-- Görevin amacı --
"region? green foliage" ifadesinin geçtiği satırdan başlayıp öğelerin sonuna kadar giden satırları, "motorbike" yerine "motorcycle" koyarak ve başka hiçbir şeyi değiştirmeden yeniden yazın. Yalnızca bu satırları verin.

-- Sınırlayıcı kutu verilerinden alıntılar --
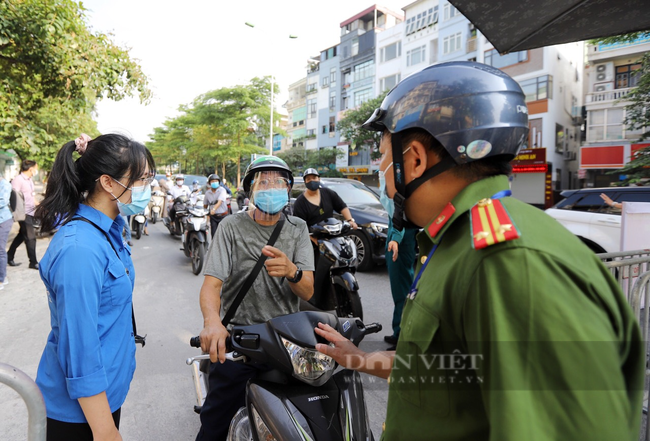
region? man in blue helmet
[316,62,645,441]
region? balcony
[467,37,477,54]
[586,87,634,104]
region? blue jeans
[0,219,14,282]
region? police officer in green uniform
[316,62,645,441]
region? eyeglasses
[251,178,289,188]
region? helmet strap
[391,133,456,231]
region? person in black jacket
[293,168,358,229]
[293,168,359,267]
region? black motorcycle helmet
[363,61,528,164]
[302,168,320,178]
[244,155,293,193]
[363,61,528,230]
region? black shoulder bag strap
[66,216,147,348]
[221,219,284,327]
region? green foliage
[147,77,279,182]
[590,32,650,185]
[336,92,388,159]
[0,0,151,168]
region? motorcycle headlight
[281,337,336,386]
[370,222,388,234]
[325,224,343,236]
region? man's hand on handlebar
[314,323,366,370]
[199,323,230,363]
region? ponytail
[36,134,156,231]
[35,141,82,231]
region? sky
[83,0,404,142]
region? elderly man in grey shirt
[196,157,314,441]
[7,159,38,270]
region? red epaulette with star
[470,198,520,250]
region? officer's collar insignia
[470,198,520,250]
[427,202,456,237]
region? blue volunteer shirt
[36,205,135,423]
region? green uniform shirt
[382,176,645,441]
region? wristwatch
[287,266,302,283]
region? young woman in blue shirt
[36,134,155,441]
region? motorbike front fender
[192,231,206,243]
[332,271,359,292]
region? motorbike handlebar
[190,336,232,350]
[364,323,382,335]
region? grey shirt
[203,212,314,325]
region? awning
[449,0,650,53]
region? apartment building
[280,0,588,199]
[376,0,584,203]
[316,45,340,156]
[575,35,650,187]
[304,57,320,149]
[274,77,307,151]
[337,5,403,179]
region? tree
[336,92,388,159]
[0,0,151,168]
[590,31,650,185]
[147,77,271,182]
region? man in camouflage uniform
[317,62,645,441]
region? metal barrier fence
[598,250,650,441]
[0,363,47,441]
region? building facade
[282,77,307,148]
[575,35,650,187]
[276,0,600,201]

-- Alıştırma çıktısı --
region? green foliage
[147,77,279,182]
[590,32,650,185]
[336,92,388,159]
[0,0,151,168]
region? motorcycle headlight
[281,337,336,386]
[370,222,388,234]
[325,224,343,236]
region? man's hand on handlebar
[314,323,366,370]
[199,323,230,363]
region? ponytail
[36,134,156,231]
[35,141,82,231]
region? sky
[83,0,404,142]
region? elderly man in grey shirt
[196,157,314,441]
[7,159,38,270]
region? red epaulette with star
[470,198,520,250]
region? officer's collar insignia
[470,198,520,250]
[427,202,456,237]
region? blue volunteer shirt
[36,205,135,423]
region? green uniform shirt
[382,176,645,441]
region? wristwatch
[287,266,302,283]
region? young woman in blue shirt
[36,134,155,441]
region? motorcycle front fender
[192,231,206,243]
[332,271,359,292]
region? motorcycle handlebar
[190,336,232,350]
[364,323,382,335]
region? grey shirt
[203,212,314,325]
region? awning
[449,0,650,53]
region? apartment building
[280,0,588,199]
[376,0,584,203]
[316,45,340,156]
[575,35,650,187]
[304,57,320,149]
[274,77,307,151]
[337,5,403,179]
region? tree
[336,92,388,159]
[0,0,151,168]
[590,31,650,185]
[147,77,271,182]
region? man in camouflage uniform
[317,62,645,441]
region? metal barrier fence
[598,250,650,441]
[0,363,47,441]
region? building facade
[282,77,307,148]
[575,35,650,187]
[276,0,600,201]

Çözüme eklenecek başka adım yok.